──────── Given passage ────────
Studio album by Astrud Gilberto and Stanley Turrentine
- Released: 1971
- Recorded: January 13, February 1 & 4, March 19 and April 6, 1971
- Studio: Van Gelder Studio, Englewood Cliffs, NJ
- Genre: Jazz
- Length: 38:11
- Label: CTI CTI 6008
- Producer: Creed Taylor

Astrud Gilberto chronology
| September 17, 1969 (1970) | Gilberto with Turrentine (1971) | Astrud Gilberto Now (1972) |

Stanley Turrentine chronology
| The Sugar Man (1971) | Gilberto with Turrentine (1971) | Salt Song (1971) |

= Gilberto with Turrentine =

Gilberto with Turrentine is an album by Brazilian samba and bossa nova singer Astrud Gilberto and American saxophonist Stanley Turrentine featuring performances recorded in 1971 released on the CTI label.

==Reception==
The AllMusic review calls the album a "set that had some mildly entertaining moments."
──────── Dataset excerpts ────────
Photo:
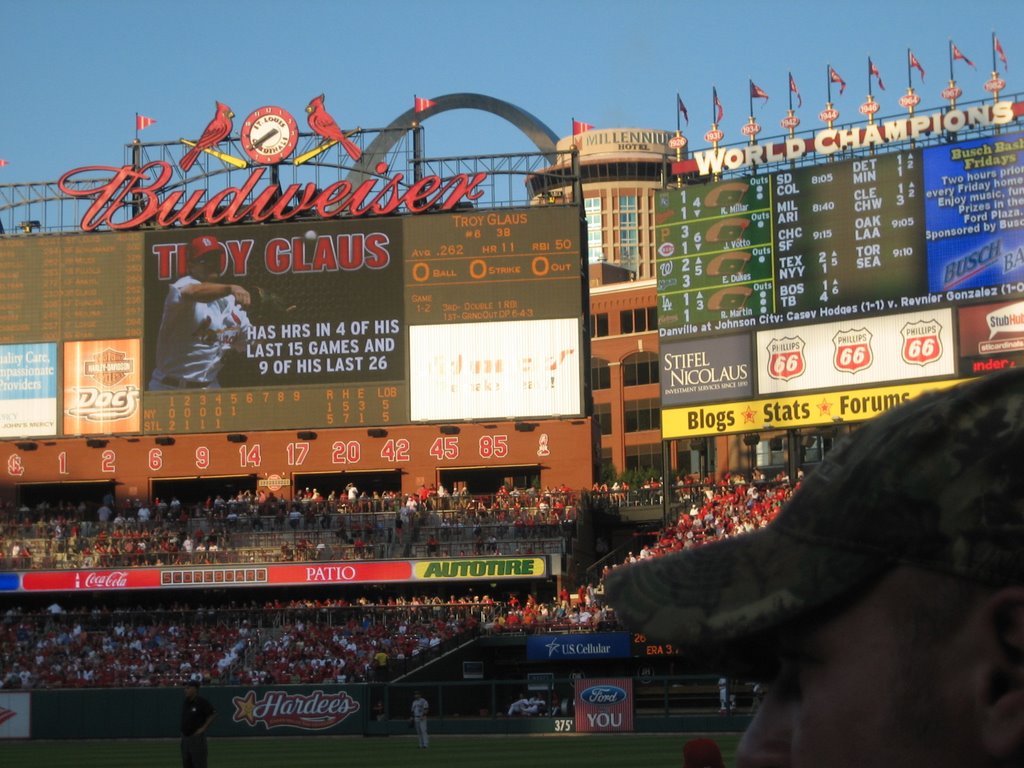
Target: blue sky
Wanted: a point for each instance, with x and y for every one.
(76, 73)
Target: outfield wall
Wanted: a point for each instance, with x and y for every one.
(369, 710)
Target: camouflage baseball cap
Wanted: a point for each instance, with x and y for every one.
(937, 482)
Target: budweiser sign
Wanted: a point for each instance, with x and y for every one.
(276, 709)
(134, 197)
(110, 580)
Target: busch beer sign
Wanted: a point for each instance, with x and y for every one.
(853, 350)
(785, 358)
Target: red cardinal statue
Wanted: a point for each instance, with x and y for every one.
(216, 132)
(324, 125)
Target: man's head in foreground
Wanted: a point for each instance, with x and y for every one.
(885, 603)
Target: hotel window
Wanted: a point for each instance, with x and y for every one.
(640, 369)
(629, 232)
(644, 457)
(595, 235)
(600, 374)
(639, 416)
(638, 321)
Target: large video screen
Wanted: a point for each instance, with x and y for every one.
(304, 325)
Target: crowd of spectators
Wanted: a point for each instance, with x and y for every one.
(328, 640)
(299, 641)
(711, 511)
(252, 527)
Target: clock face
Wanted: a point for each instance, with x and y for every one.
(269, 135)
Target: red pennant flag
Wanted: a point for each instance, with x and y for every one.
(420, 104)
(579, 127)
(795, 89)
(913, 64)
(1001, 54)
(873, 71)
(682, 109)
(956, 54)
(834, 77)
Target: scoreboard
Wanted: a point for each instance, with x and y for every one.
(812, 295)
(384, 321)
(843, 240)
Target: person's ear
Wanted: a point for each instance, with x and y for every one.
(1003, 727)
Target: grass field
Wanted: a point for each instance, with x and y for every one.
(570, 751)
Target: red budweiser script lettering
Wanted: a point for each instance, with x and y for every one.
(137, 196)
(109, 581)
(313, 712)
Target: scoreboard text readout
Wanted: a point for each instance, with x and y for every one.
(852, 238)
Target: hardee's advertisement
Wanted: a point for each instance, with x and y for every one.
(814, 410)
(101, 386)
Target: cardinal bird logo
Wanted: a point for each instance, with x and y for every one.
(324, 125)
(215, 132)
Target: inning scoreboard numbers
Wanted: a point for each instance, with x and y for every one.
(377, 322)
(842, 240)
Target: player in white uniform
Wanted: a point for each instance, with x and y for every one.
(203, 320)
(419, 711)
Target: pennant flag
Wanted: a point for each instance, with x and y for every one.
(913, 64)
(873, 71)
(834, 77)
(420, 104)
(956, 54)
(579, 127)
(1000, 53)
(682, 109)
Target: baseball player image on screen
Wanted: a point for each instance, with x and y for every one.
(203, 321)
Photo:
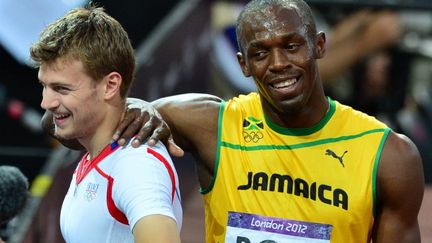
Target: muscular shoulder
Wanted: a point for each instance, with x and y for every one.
(400, 173)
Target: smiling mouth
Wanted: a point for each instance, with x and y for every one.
(284, 84)
(59, 117)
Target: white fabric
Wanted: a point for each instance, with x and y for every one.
(141, 186)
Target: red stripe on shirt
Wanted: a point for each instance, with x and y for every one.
(112, 208)
(162, 159)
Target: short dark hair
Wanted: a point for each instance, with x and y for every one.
(256, 5)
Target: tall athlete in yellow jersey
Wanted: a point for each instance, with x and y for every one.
(288, 164)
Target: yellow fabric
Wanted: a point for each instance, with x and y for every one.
(329, 186)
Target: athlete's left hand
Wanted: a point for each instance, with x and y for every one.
(143, 122)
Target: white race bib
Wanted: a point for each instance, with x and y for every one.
(252, 228)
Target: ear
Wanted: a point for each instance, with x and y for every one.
(320, 46)
(112, 85)
(243, 65)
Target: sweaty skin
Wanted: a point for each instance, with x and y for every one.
(281, 56)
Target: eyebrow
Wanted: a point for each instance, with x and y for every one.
(261, 43)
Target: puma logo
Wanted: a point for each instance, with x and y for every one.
(334, 155)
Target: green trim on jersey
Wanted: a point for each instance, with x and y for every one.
(375, 171)
(304, 131)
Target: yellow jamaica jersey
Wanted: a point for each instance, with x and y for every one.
(273, 184)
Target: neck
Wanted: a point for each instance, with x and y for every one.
(103, 134)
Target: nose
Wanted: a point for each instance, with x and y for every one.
(279, 60)
(50, 100)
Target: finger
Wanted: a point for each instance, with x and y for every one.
(133, 128)
(174, 149)
(125, 122)
(143, 134)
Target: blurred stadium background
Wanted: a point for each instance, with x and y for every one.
(189, 46)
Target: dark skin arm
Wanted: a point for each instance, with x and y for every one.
(193, 119)
(137, 112)
(400, 192)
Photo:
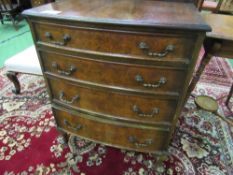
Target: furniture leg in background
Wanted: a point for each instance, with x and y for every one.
(219, 42)
(23, 62)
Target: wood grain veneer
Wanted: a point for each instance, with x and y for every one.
(118, 71)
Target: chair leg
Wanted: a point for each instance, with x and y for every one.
(12, 76)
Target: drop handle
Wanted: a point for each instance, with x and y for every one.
(75, 128)
(137, 144)
(67, 72)
(146, 49)
(159, 83)
(73, 99)
(65, 39)
(138, 111)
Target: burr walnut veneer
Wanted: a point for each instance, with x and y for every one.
(118, 71)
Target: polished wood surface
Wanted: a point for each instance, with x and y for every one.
(125, 12)
(117, 42)
(119, 68)
(219, 42)
(144, 139)
(118, 105)
(163, 80)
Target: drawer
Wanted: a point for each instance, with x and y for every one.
(112, 133)
(143, 109)
(131, 76)
(167, 47)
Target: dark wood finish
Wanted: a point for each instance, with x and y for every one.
(35, 3)
(125, 12)
(124, 43)
(12, 76)
(219, 42)
(220, 6)
(89, 70)
(113, 133)
(99, 48)
(110, 103)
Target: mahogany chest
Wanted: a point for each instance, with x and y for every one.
(117, 71)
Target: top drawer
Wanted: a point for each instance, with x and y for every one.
(166, 47)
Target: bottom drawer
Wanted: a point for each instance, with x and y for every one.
(114, 133)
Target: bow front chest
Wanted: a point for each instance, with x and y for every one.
(117, 71)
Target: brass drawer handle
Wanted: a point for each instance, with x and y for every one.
(61, 98)
(134, 140)
(162, 81)
(146, 49)
(70, 70)
(137, 110)
(75, 128)
(66, 38)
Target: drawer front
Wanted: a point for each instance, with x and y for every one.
(124, 106)
(113, 74)
(149, 140)
(158, 46)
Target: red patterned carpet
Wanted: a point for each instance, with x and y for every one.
(29, 143)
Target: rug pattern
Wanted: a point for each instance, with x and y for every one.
(30, 144)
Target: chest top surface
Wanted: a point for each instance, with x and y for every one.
(124, 12)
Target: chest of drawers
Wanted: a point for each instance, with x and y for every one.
(117, 71)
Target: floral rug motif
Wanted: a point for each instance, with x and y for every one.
(202, 144)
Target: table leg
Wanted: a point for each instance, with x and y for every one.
(229, 96)
(210, 50)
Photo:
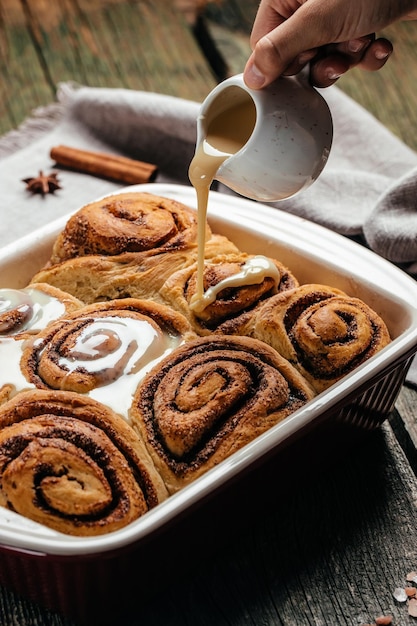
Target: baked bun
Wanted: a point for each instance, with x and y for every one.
(233, 285)
(70, 463)
(104, 349)
(322, 331)
(127, 222)
(208, 399)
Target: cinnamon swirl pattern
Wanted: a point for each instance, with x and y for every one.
(104, 350)
(325, 333)
(96, 278)
(72, 464)
(233, 285)
(23, 314)
(128, 222)
(208, 399)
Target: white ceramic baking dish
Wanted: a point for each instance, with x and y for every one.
(59, 565)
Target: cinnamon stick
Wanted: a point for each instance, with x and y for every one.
(103, 165)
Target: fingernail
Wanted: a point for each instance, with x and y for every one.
(254, 77)
(356, 45)
(332, 75)
(381, 54)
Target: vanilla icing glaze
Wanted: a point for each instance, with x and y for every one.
(34, 309)
(253, 272)
(118, 351)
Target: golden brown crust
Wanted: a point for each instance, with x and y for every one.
(24, 312)
(321, 330)
(101, 343)
(208, 399)
(230, 303)
(72, 464)
(96, 278)
(127, 222)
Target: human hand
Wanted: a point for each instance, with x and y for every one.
(331, 35)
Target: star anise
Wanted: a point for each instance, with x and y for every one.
(44, 183)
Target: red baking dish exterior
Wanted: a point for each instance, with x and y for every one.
(94, 579)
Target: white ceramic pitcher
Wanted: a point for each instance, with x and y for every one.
(289, 144)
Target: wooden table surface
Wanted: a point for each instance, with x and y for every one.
(332, 548)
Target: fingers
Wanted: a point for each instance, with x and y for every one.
(367, 53)
(327, 64)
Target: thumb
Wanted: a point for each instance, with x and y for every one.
(297, 37)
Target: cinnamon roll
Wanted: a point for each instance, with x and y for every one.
(104, 349)
(233, 285)
(208, 399)
(321, 330)
(23, 314)
(96, 278)
(128, 222)
(70, 463)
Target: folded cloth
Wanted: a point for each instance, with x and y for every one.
(366, 191)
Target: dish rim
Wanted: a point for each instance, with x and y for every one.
(19, 533)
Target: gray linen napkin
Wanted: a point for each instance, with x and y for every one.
(366, 191)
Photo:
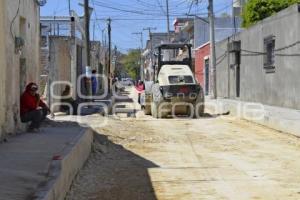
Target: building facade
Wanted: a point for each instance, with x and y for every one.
(19, 53)
(261, 64)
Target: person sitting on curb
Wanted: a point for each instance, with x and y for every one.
(66, 99)
(33, 109)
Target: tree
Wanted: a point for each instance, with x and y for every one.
(256, 10)
(131, 62)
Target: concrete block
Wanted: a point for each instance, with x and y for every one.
(65, 167)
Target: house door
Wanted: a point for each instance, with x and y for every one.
(79, 68)
(206, 67)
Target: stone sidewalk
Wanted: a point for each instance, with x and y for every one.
(25, 160)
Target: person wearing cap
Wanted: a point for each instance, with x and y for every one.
(33, 109)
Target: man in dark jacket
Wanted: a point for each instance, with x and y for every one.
(33, 109)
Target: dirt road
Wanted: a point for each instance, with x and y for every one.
(208, 158)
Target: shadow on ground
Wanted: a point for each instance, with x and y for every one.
(112, 172)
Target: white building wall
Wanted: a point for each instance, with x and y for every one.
(18, 23)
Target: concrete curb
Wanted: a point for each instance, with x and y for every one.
(280, 119)
(64, 167)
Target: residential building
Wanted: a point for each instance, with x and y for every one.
(62, 55)
(261, 63)
(224, 28)
(19, 58)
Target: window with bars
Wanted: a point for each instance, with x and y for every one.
(269, 49)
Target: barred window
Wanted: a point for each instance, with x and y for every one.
(269, 49)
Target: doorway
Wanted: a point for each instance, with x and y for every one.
(206, 76)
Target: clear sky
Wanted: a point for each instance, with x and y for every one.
(133, 15)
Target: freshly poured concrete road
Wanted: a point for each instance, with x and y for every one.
(209, 158)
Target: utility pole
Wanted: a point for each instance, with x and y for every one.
(87, 45)
(109, 54)
(168, 20)
(69, 3)
(212, 48)
(141, 52)
(151, 44)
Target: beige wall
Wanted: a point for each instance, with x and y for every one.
(29, 31)
(60, 64)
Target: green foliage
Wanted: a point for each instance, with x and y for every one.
(256, 10)
(131, 62)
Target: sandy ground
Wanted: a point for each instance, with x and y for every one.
(208, 158)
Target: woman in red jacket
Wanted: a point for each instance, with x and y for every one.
(33, 109)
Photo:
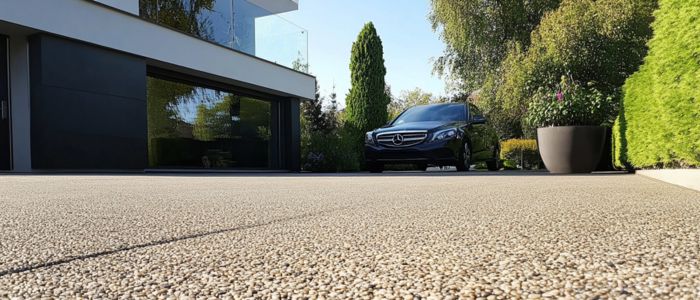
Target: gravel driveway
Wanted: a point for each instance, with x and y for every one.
(402, 235)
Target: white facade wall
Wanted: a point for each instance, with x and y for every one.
(95, 24)
(130, 6)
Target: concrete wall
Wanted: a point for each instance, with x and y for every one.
(95, 24)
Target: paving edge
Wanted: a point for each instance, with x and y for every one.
(687, 178)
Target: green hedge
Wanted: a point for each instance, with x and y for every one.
(659, 123)
(520, 153)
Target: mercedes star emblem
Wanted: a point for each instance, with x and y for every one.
(398, 139)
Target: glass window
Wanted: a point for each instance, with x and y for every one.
(427, 113)
(196, 127)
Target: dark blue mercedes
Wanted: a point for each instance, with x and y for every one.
(449, 134)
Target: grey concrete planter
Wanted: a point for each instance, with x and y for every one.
(571, 149)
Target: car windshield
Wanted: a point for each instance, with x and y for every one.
(427, 113)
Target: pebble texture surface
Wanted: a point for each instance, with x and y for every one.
(400, 236)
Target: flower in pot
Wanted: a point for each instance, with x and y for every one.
(570, 124)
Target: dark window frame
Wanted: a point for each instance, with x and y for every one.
(276, 157)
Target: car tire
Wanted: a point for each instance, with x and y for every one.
(375, 167)
(465, 158)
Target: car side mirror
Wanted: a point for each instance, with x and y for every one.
(478, 120)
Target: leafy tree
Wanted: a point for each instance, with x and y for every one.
(367, 100)
(477, 34)
(332, 113)
(312, 111)
(188, 16)
(601, 42)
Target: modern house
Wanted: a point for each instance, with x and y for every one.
(139, 85)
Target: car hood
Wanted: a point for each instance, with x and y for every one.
(429, 126)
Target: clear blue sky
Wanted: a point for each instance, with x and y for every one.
(409, 42)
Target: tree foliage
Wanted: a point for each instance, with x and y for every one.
(317, 119)
(188, 16)
(477, 34)
(601, 42)
(367, 100)
(659, 124)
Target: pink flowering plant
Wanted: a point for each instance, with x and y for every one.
(571, 104)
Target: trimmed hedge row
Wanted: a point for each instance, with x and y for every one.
(659, 122)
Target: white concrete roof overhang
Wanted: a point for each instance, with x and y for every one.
(163, 47)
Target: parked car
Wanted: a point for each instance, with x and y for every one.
(449, 134)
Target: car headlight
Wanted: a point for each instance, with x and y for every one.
(369, 139)
(444, 135)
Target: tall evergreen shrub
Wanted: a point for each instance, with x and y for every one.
(367, 100)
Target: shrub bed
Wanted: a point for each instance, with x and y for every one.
(659, 122)
(520, 153)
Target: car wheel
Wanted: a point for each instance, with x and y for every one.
(375, 167)
(494, 164)
(465, 158)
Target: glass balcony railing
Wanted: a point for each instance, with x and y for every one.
(238, 24)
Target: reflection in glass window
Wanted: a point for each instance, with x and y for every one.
(195, 127)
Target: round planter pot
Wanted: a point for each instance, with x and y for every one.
(571, 149)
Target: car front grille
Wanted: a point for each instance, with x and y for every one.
(401, 138)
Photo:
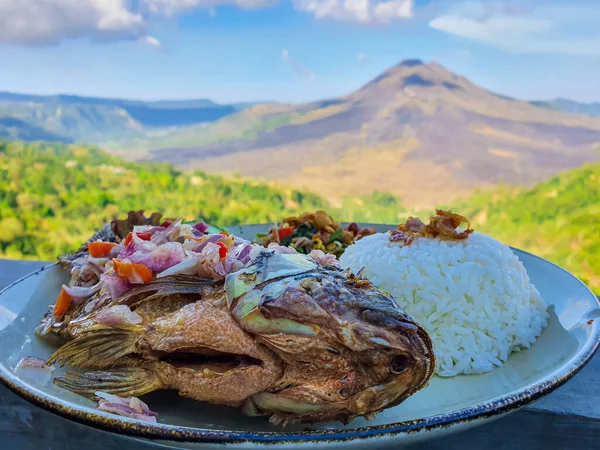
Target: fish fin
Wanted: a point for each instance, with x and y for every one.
(97, 347)
(123, 381)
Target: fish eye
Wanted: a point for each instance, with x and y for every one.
(399, 363)
(344, 392)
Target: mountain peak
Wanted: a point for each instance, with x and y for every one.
(413, 62)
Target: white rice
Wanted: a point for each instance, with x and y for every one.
(473, 296)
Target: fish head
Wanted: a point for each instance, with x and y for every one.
(347, 348)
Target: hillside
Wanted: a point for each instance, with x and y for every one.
(556, 219)
(429, 136)
(68, 118)
(52, 197)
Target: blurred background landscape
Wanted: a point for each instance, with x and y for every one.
(398, 107)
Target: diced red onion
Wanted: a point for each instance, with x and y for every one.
(161, 258)
(128, 407)
(165, 236)
(200, 228)
(214, 238)
(33, 370)
(116, 285)
(118, 315)
(280, 248)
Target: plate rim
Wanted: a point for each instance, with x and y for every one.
(485, 410)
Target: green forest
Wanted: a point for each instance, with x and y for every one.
(53, 197)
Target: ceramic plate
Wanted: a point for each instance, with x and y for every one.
(446, 405)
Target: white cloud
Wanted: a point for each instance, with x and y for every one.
(362, 58)
(297, 67)
(368, 12)
(45, 22)
(151, 41)
(172, 7)
(535, 30)
(39, 22)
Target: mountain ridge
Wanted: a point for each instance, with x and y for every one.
(428, 135)
(70, 118)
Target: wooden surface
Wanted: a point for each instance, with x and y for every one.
(569, 418)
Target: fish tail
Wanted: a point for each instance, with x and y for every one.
(97, 347)
(123, 381)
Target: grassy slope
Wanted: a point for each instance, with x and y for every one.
(52, 197)
(556, 219)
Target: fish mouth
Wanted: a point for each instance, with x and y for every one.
(205, 358)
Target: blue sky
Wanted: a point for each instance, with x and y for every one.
(293, 50)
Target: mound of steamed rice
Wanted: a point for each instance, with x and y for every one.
(472, 296)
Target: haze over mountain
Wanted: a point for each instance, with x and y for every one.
────────
## Requirements
1. From the album passage, list every date on which recording took place.
2. Reproduce the part of the album passage between "Gilberto with Turrentine is" and "the CTI label.", inclusive.

## Expected responses
1.
January 13, 1971
February 1, 1971
February 4, 1971
March 19, 1971
April 6, 1971

2.
Gilberto with Turrentine is an album by Brazilian samba and bossa nova singer Astrud Gilberto and American saxophonist Stanley Turrentine featuring performances recorded in 1971 released on the CTI label.